▶ **EJERCICIOS**:
1. Copia del relato de la nuez, sin cambio alguno, el tramo que va desde "Mi padre se" hasta "pero punzante objetividad.".
2. Indica si cada afirmación concuerda con el relato de la nuez. Responde sí o no y cita literalmente las palabras del texto que lo deciden.
(a) El narrador regresó a Pallasca después de veintisiete años.
(b) Don Pedro tenía su tienda en la plaza de armas.
(c) El padre le quitó la cáscara al fruto con un cuchillo.

Mi padre se sentía feliz por mis constantes asedios inquisitivos. "Los niños que siempre preguntan son niños
inteligentes", aseguraba. Efectivamente, lo que él decía era cierto pero,
claro, no se trataba de una verdad absoluta o, mejor dicho, no era aplicable a
todos los casos. Respecto de mí, al menos respecto de mí, no era más que una
complaciente afirmación paternal porque -obvio- quien la expresaba en esos
momentos carecía (como debía ser, naturalmente, debido al comprensible
componente afectivo en su voluntad) de la árida pero punzante objetividad.
Tengo entendido que mis andanadas de preguntas habrían empezado muy
tempranamente, probablemente cuando aún no había cumplido los cinco años de
edad. Lo digo porque intuyo que fue entonces cuando ocurrió un hecho que, mucho
tiempo después, mi padre me lo contaba como una anécdota y yo pensaba que solo
era una historia inventada por su imaginación. Seguí pensando así hasta el 24
de junio del 2008, día en que -¡por fin!- aquella historia se convirtió, frente
a mis desleales dudas, en una verdad por sus cuatro costados. Después de
veintisiete años volví a mi tierra, Pallasca, justo en el mes de San Juan
Bautista, el patrón de mi pueblo. Y ese día, sentado en una de las bancas de la
plaza de armas vi a un anciano que me miraba sonriente; me acerqué a saludarlo
porque, un poco borrosamente, lo recordaba sin estar seguro en ese instante de
su apellido, pero sí de su nombre. “¿Usted se llama Pedro, verdad?”, le
pregunté (¡una pregunta, una pregunta más en mi biografía!). La respuesta fue
afirmativa. Y lo que vino fue lo que debía venir (aquello que repetidamente
ocurrió durante los tres o cuatro días que estuve volviendo a caminar las
calles -en las que crecí, como un tímido pero alegre niño serrano-, al
encontrarme con cada uno de mis paisanos). ¿Lo adivinaron? Lo que vino fue un
fortísimo abrazo, ¡como tenía que ser, caracho! Y enseguida, una larga
conversación nutrida de recuerdos. “Nunca me olvido, Bernardo –me dijo el anciano,
cuyo rostro mostraba un rictus permanente a manera de sonrisa-, lo que ocurrió
cierto día, cuando acompañando a tu padre, el maestro Rafa, llegaste a la
tienda que yo tenía en la “calle grande”. “Sí, ya lo sé, don Pedrito –intervine
yo-, usted va a confirmar lo que que repetidamente me contaba mi padre, y,
créamelo, me estoy emocionando demasiado”. El anciano continuó. “Mientras
conversábamos tu padre y yo, tú observabas, medio absorto, el frasco de vidrio
que se encontraba sobre el mostrador y en cuyo interior se veía una gran
cantidad de frutos secos”. Era exactamente lo mismo que solía
relatarme el maestro Rafa. Al darse cuenta de mi silenciosa curiosidad, mi
padre pidió uno de los frutos para dármelo después de haberle quitado la
cáscara golpeándolo con una piedra en la vereda. Era un fruto de nogal. “Tras
recibirlo –don Pedro siguió-, tú quisiste saber cómo se llamaba el fruto seco,
y tu padre te respondió, sin más comentarios (pero sí, agrego yo, con una
innegable dosis de socarronería): “Nuez”. Y, por cierto, la respuesta no me
pareció satisfactoria, sino completamente intrigante. Don Pedro concluyó:
“Volviste a la carga, Bernardo, y le dijiste al maestro Rafa, lo siguiente: “¿Y
si no es, qué es?” (es decir, "¿Y si nuez, qué's?). Cuando se dieron las explicaciones, después de dos o tres
enfrentamientos de preguntas y respuestas, lo que selló el encuentro en
aquella tienda de la “calle grande”, fue una estentórea carcajada.

▶ **CONJUNTO DE DATOS**:
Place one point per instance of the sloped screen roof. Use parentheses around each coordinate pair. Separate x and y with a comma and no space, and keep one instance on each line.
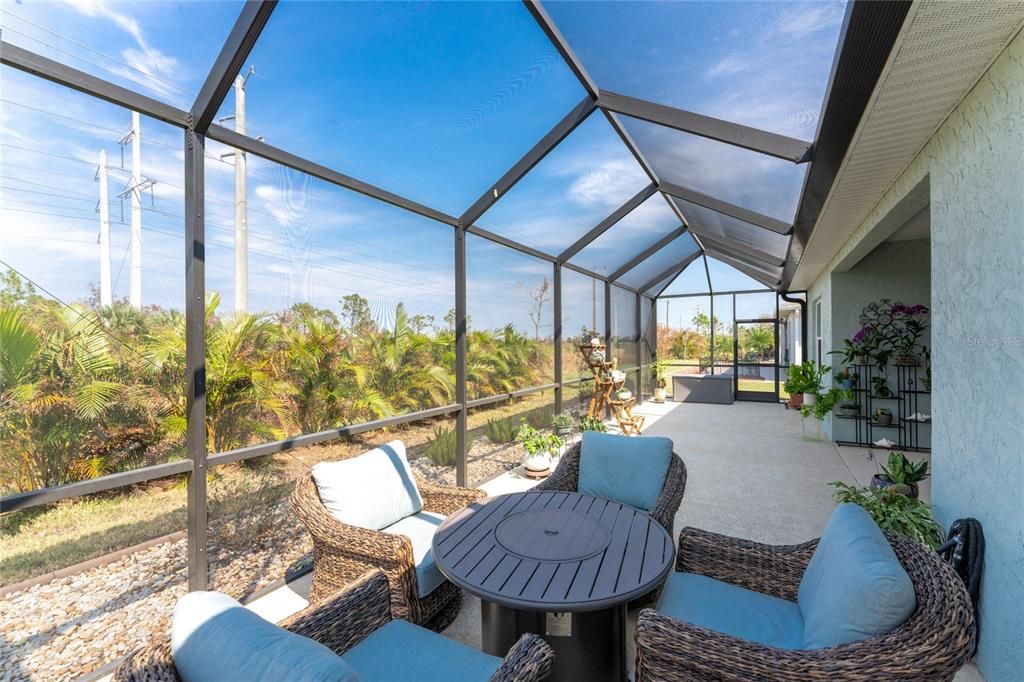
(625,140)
==
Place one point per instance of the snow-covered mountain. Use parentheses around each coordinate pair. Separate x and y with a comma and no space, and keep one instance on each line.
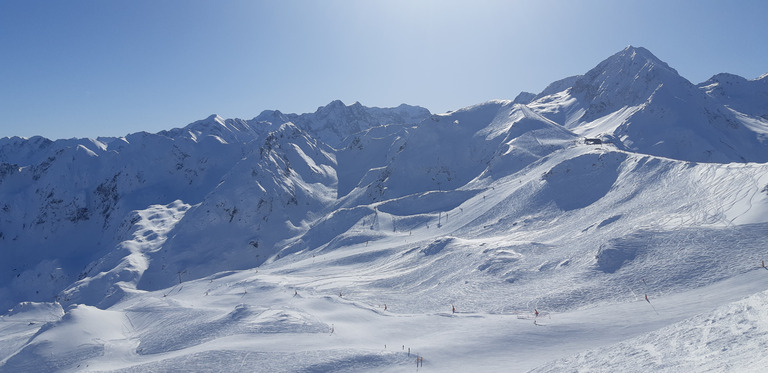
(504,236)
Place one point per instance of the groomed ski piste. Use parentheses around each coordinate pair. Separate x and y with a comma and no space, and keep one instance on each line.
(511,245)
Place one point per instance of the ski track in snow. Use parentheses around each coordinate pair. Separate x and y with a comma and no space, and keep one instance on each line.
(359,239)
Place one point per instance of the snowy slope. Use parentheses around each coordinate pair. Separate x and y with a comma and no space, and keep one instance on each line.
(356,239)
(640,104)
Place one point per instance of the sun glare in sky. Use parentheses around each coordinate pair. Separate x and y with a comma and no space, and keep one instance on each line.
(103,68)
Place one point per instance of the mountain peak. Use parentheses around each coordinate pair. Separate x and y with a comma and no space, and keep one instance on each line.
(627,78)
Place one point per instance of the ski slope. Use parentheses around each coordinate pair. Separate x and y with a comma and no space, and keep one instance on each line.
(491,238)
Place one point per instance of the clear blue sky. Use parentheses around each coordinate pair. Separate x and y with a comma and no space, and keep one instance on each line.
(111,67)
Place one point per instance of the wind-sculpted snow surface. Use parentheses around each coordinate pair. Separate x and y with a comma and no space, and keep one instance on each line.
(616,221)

▶ **RESPUESTAS ESCRITAS**:
1.
Mi padre se sentía feliz por mis constantes asedios inquisitivos. "Los niños que siempre preguntan son niños
inteligentes", aseguraba. Efectivamente, lo que él decía era cierto pero,
claro, no se trataba de una verdad absoluta o, mejor dicho, no era aplicable a
todos los casos. Respecto de mí, al menos respecto de mí, no era más que una
complaciente afirmación paternal porque -obvio- quien la expresaba en esos
momentos carecía (como debía ser, naturalmente, debido al comprensible
componente afectivo en su voluntad) de la árida pero punzante objetividad.

2.
(a) Sí: "Después de veintisiete años volví a mi tierra, Pallasca".
(b) No: "la tienda que yo tenía en la “calle grande”".
(c) No: "después de haberle quitado la cáscara golpeándolo con una piedra en la vereda".